§ **SHORT PROBLEM A**
Copy the listing below word for word, from its first line through the line that contains "38], [136, 36]]", with both of those lines included.

PA 590 begins at an intersection with PA 435 in Elmhurst Township, Lackawanna County, heading southeast on a two-lane undivided road. The route runs through forested areas with some homes, curving east into Roaring Brook Township and passing to the north of Elmhurst Reservoir. The road heads northeast through more forests with some fields and residences, crossing into Madison Township and passing to the northwest of Curtis Reservoir on Hamlin Road as it continues into Jefferson Township. PA 590 runs through more rural areas and passes over I-84, curving to the east and heading through Drinker before turning to the south.

PA 590 enters Salem Township in Wayne County and becomes Hamlin Highway, continuing northeast through wooded areas with some homes and intersecting the eastern terminus of PA 690 in Hollisterville. The road runs through more rural areas of residences and comes to a junction with the eastern terminus of PA 348. At this point, the route turns to the east and heads into agricultural areas with some woods and residential and commercial development. PA 590 gains a center left-turn lane and passes near more businesses as it comes to an intersection with PA 191/PA 196 in Hamlin. The road loses the center left-turn lane past this intersection and continues into forested areas before heading through more woodland with some farm fields and homes, turning east-northeast near Peetona. The route curves more to the east as it heads through Arlington. PA 590 heads to the northeast again as it enters Paupack Township and becomes Purdytown Turnpike. The road heads through forested areas with some farmland and residences, passing through Lakeville. The route turns east and heads through Uswick entering dense forests. PA 590 turns northeast and passes to the northwest of Lake Wallenpaupack. The road heads into wooded areas of residential development and crosses into Palmyra Township, turning to the southeast. The route runs through more forests to the north of the lake and passes north of a scenic overlook before it heads east to an intersection with US 6 in Wilsonville.

Here, PA 590 turns north for a concurrency with US 6 on Welwood Avenue, heading northeast through some development as a three-lane road with a center left-turn lane. The road loses the turn lane and heads through wooded areas before crossing into the borough of Hawley. US 6/PA 590 becomes Bellemonte Avenue and turns northwest into residential areas, heading to the west and becoming Spring Street. The two routes turn north onto Main Avenue and pass through the commercial downtown of Hawley, crossing the Middle Creek before heading across the Stourbridge Railroad and the Lackawaxen River. The road passes more businesses before coming to an intersection where US 6 heads to the west and PA 590 heads southeast on Hudson Street. The route heads through wooded areas with some homes to the northeast of the Lackawaxen River. The road turns north-northeast away from the river and heads back into Palmyra Township, turning to the east.

§ **SHORT PROBLEM B**
From the route description of PA 590, translate the sentence "The route curves more to the east as it heads through Arlington." into Spanish.

§ **Region labeling entries**

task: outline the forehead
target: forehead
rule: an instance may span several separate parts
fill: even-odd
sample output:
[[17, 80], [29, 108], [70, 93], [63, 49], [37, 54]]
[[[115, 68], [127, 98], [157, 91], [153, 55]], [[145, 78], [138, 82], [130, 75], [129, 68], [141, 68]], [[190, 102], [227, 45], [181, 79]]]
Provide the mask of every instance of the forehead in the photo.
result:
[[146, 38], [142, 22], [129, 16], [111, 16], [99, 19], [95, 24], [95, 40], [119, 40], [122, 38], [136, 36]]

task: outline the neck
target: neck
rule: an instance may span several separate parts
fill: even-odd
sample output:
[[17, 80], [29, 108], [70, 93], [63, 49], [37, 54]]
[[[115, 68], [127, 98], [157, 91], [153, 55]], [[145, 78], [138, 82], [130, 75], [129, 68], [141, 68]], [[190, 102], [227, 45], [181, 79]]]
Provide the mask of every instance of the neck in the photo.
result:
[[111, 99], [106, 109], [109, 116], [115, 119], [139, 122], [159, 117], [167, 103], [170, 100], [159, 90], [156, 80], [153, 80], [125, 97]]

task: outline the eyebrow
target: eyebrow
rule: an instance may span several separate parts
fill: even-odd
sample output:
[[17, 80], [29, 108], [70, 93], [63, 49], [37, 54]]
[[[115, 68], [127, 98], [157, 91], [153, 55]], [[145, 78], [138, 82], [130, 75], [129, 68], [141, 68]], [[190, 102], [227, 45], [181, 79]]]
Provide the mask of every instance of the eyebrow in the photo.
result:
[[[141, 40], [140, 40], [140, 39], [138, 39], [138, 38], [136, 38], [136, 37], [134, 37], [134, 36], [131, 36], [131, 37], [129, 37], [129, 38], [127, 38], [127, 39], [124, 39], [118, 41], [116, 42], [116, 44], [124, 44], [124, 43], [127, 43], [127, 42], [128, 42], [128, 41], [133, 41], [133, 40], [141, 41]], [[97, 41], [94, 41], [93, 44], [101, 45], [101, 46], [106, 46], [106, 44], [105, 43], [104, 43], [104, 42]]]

§ **FINAL RESULT A**
task: outline the forehead
target: forehead
rule: an instance may span several separate parts
fill: even-odd
sample output:
[[17, 80], [29, 108], [70, 93], [63, 49], [37, 54]]
[[[115, 68], [127, 98], [157, 91], [153, 55]], [[145, 78], [138, 82], [130, 75], [129, 68], [141, 68]], [[190, 102], [227, 45], [181, 79]]]
Provide the mask of every instance of the forehead in the photo.
result:
[[146, 38], [142, 22], [129, 16], [111, 16], [99, 19], [95, 24], [95, 40], [119, 40], [122, 38], [136, 36]]

§ **FINAL RESULT B**
La ruta se curva más hacia el este a medida que atraviesa Arlington.